Défi 1 →
D'après l'extrait sur l'art contemporain, depuis combien d'années l'Amérique latine est-elle très intéressante ?
Défi 2 →
Prolongez l'extrait sur l'art contemporain à partir de sa dernière phrase.

Je n’admets tout simplement plus l’idée qu’il existe un circuit principal de l’art, même si je vis à New York, et si je vois bien ce que vous entendez par là. Il y a des centres où l’on publie beaucoup, où se concentrent un grand nombre de musées et de galeries – les villes du marché –, mais l’art important et influent se crée aujourd’hui partout, comme c’est le cas depuis longtemps. Il est de moins en moins indispensable pour les artistes de vivre dans les ghettos artistiques de l’une ou l’autre des villes les plus actives. Les voyages et l’Internet permettent désormais de travailler n’importe où et de rester connecté, une fois rompu le cercle magique que forment le pays ou le continent dont on est issu. Cela dit, l’Amérique latine est très intéressante depuis maintenant quatre-vingt-dix ans ; le développement du modernisme y a été très précoce, les musées et le marché ont seulement tardé à mesurer pleinement ce qui s’y produisait, et qui s’accélère aujourd’hui. L’Afrique est immense et diverse, mais l’activité y croît, malgré l’important retard dont souffre l’infrastructure artistique. Cela vaut aussi pour l’Inde, et j’avais souhaité avoir cette année un pavillon pour ce pays, comme nous l’avons mis en place pour la Turquie et l’Afrique. La réalité est qu’aucun spécialiste sérieux d’art contemporain ne peut se permettre de se cantonner en un lieu ou de se limiter à un seul type d’œuvres en plusieurs lieux. […]

Le système de l’art a changé radicalement dans la dernière décennie et l’art contemporain a aujourd’hui une popularité inouïe. Mais le terme « avant-garde de masse » n’est-il pas paradoxal ?

Matériau →

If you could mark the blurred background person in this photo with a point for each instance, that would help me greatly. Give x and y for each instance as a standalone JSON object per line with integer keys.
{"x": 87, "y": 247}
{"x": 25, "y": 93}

Bonne réponse 1 →
Depuis quatre-vingt-dix ans.

Bonne réponse 2 →
Bien entendu. Mais l’« avant-garde » n’est pas un style ou une marque déposée, c’est une attitude délibérément assumée par une certaine frange d’artistes et de critiques d’art. Vous m’interrogiez tout à l’heure sur la posture cynique de certains artistes contemporains ; s’il y a quelque chose que ces derniers mettent bien en doute, c’est que l’art peut restaurer la réalité, comme ont pensé la plupart des avant-gardes. Par exemple, l’œuvre de Luca Buvoli qui ouvrira l’exposition à l’Arsenal propose un regard rétrospectif doux-amer sur le futurisme, avec des versions « animées » en trois dimensions de graphismes futuristes, des entretiens des filles de Filippo Tommaso Marinetti dans leur vieillesse, et la lecture de son Manifeste par des vieillards cardiaques. J’espère que le public comprendra que cette œuvre vise la manière dont les lubies et enthousiasmes populaires échouent à donner vie à leurs prétentions ou à réaliser leurs prédictions. Marinetti est l’exemple classique de l’artiste d’avant-garde qui, par l’intermédiaire du fascisme, a trouvé un public de masse.

Autre contradiction, quand tant de conversations tournent ici autour de la mondialisation, pourquoi la demande de pavillons nationaux à la Biennale de Venise s’accroît-elle à chaque édition ?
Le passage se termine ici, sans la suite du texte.